▸ Page text
— Begin —

In my previous post I began to discuss Larry Hurtado’s evaluation of How Jesus Became God.   For the link to his initial post, see  http://larryhurtado.wordpress.com/2014/05/29/how-jesus-became-god-per-ehrman/   As I indicated, after I read his comments we had some exchanges on email, and he graciously agreed to correct several of his mistaken comments, in which he attributed views to me that I do not have and never expressed in my book.  (These views, which I do not hold, are the reasons he claims I’m out of date and ill informed).  The post in which he gives his corrections can be found here: http://larryhurtado.wordpress.com/2014/06/02/ehrman-on-jesus-amendments/

 

In this post I’d like to begin to reiterate the points that he makes in the second post, but quoting his initial comments that I thought were in error, and saying a few things about them.

— End —

▸ The exercise
Reproduce in full, word for word, the post responding to Larry Hurtado's evaluation of How Jesus Became God. Work only from the post itself.

▸ Listed entries
— Begin —

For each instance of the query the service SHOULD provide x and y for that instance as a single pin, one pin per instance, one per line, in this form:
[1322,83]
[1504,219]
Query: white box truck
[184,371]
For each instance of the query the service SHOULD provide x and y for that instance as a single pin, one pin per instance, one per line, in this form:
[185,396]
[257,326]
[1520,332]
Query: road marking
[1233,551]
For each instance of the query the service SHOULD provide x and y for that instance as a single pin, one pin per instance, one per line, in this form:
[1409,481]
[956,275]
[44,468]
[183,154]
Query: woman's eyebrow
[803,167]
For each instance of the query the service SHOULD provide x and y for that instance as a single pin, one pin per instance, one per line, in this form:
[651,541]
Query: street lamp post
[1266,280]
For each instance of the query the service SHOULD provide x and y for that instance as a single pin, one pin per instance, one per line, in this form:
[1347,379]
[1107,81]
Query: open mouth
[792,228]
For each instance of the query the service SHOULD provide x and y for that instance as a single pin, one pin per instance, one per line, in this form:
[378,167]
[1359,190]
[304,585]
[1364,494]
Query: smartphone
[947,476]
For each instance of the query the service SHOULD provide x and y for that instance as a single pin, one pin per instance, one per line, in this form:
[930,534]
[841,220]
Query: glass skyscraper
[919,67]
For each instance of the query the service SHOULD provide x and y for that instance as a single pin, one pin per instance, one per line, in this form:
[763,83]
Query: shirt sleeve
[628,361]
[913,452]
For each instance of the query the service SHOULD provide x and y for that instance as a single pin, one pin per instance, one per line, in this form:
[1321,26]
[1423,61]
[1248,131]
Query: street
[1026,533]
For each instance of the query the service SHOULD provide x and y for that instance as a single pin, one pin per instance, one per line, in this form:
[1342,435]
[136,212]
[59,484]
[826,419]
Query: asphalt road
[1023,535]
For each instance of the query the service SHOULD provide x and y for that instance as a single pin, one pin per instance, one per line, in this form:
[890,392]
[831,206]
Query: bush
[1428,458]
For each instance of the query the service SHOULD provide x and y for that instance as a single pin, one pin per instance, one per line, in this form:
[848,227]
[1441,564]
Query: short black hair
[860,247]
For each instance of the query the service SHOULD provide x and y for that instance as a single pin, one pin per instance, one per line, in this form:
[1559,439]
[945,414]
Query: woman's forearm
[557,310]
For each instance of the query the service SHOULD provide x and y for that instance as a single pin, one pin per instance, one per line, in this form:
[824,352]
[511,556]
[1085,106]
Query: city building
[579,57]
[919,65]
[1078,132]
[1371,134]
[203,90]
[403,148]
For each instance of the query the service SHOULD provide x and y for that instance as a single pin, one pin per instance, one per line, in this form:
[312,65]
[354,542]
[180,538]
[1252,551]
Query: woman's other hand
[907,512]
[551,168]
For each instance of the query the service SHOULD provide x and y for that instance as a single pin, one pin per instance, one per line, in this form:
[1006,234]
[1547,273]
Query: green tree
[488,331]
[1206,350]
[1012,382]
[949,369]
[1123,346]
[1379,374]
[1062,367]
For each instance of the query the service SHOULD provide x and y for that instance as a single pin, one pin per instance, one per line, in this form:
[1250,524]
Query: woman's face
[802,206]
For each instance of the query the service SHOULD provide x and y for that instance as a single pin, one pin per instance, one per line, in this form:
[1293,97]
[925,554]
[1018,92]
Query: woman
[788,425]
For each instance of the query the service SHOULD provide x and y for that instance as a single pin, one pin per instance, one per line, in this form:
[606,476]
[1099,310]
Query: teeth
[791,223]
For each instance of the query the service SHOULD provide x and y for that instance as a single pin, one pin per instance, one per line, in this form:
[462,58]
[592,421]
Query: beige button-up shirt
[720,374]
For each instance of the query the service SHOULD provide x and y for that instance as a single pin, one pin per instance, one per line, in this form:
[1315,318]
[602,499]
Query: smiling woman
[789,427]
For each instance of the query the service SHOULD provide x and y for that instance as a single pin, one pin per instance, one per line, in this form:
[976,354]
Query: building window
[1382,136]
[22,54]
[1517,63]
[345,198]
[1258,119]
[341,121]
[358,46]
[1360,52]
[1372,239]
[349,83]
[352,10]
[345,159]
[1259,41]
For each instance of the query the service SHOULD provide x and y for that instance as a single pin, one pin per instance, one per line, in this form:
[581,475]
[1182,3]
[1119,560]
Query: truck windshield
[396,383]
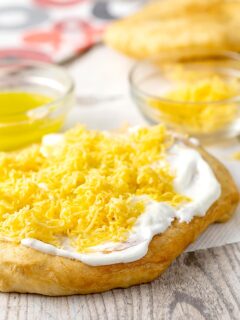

— End —

▸ Answer
In my previous post I began to discuss Larry Hurtado’s evaluation of How Jesus Became God.   For the link to his initial post, see  http://larryhurtado.wordpress.com/2014/05/29/how-jesus-became-god-per-ehrman/   As I indicated, after I read his comments we had some exchanges on email, and he graciously agreed to correct several of his mistaken comments, in which he attributed views to me that I do not have and never expressed in my book.  (These views, which I do not hold, are the reasons he claims I’m out of date and ill informed).  The post in which he gives his corrections can be found here: http://larryhurtado.wordpress.com/2014/06/02/ehrman-on-jesus-amendments/

 

In this post I’d like to begin to reiterate the points that he makes in the second post, but quoting his initial comments that I thought were in error, and saying a few things about them.